> **DATA RECORDS**:
--

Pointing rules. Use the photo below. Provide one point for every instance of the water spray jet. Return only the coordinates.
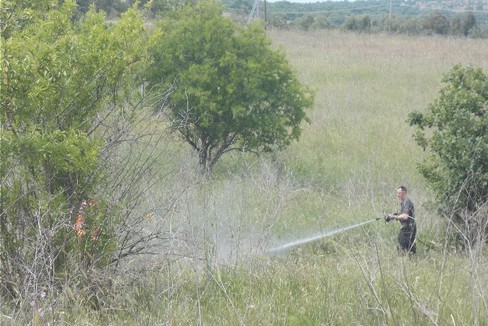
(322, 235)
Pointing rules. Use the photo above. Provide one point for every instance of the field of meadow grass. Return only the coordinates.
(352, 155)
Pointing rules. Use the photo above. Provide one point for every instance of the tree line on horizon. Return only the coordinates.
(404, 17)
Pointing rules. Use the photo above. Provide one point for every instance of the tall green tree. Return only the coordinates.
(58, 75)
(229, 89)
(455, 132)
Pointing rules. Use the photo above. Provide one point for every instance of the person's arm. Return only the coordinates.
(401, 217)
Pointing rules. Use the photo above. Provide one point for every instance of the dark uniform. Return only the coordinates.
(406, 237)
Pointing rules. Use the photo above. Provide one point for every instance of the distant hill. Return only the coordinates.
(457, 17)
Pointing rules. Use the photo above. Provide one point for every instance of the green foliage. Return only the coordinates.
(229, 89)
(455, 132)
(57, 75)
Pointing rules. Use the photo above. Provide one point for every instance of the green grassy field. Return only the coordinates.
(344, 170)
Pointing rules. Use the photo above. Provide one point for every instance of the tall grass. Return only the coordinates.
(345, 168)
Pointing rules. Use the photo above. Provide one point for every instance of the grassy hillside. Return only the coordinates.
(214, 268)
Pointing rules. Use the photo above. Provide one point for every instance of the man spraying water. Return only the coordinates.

--

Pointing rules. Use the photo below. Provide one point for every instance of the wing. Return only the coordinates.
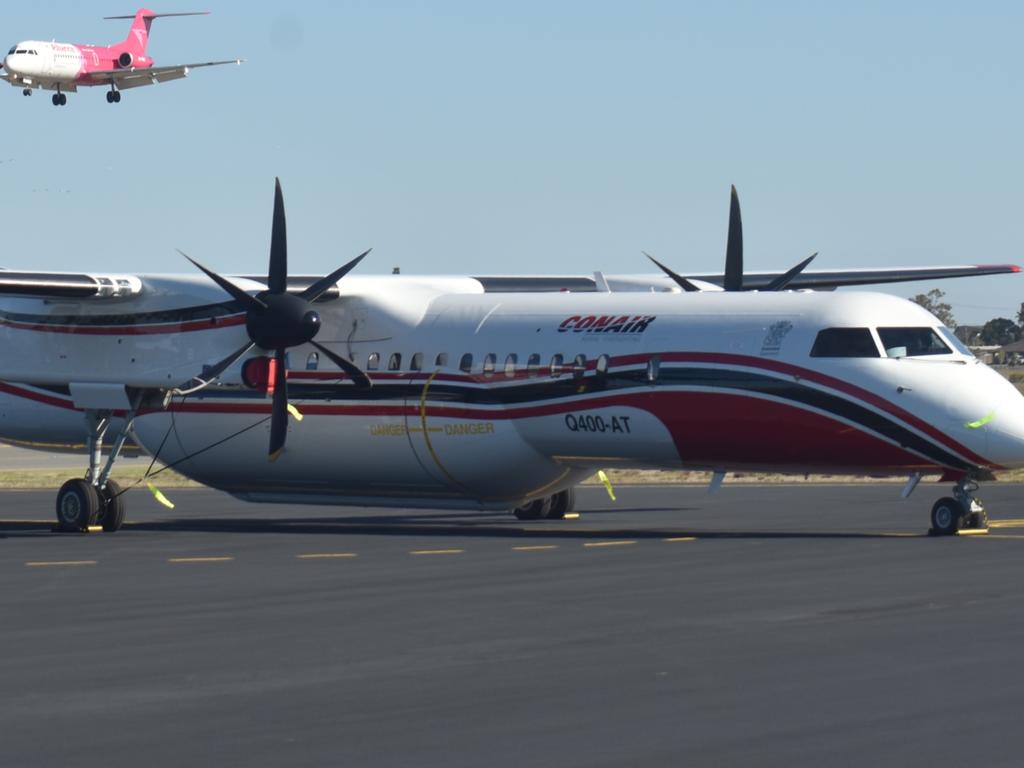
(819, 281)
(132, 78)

--

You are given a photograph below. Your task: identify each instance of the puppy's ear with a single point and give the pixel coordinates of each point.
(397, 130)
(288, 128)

--

Whatever else the listing above holds, retype exactly only the lines from the one containing "hill. Return only the coordinates." to the one containing "water. Return only the coordinates.", both ends kept.

Pointing rules. Use the photo above. Provide one point for every instance of the distant hill. Return only the coordinates.
(457, 17)
Pointing rules. Use the photo above. Provide one point for every instance of the green foliage. Return only the coordinates.
(229, 89)
(455, 132)
(57, 75)
Pointing rules. Use the photo above. Provide one point for every instance of the green grassy field. Return only the coordinates.
(344, 170)
Pointing rules. Use the photo above. Provide one point for every instance of the tall grass. Return only the coordinates.
(345, 168)
Pointing rules. Use the photo above. Provide one point for every instance of the grassy hillside. Return only the coordinates.
(214, 268)
Pointing rules. Use the photo above. Provide one point for every instance of the man spraying water. Return only the coordinates.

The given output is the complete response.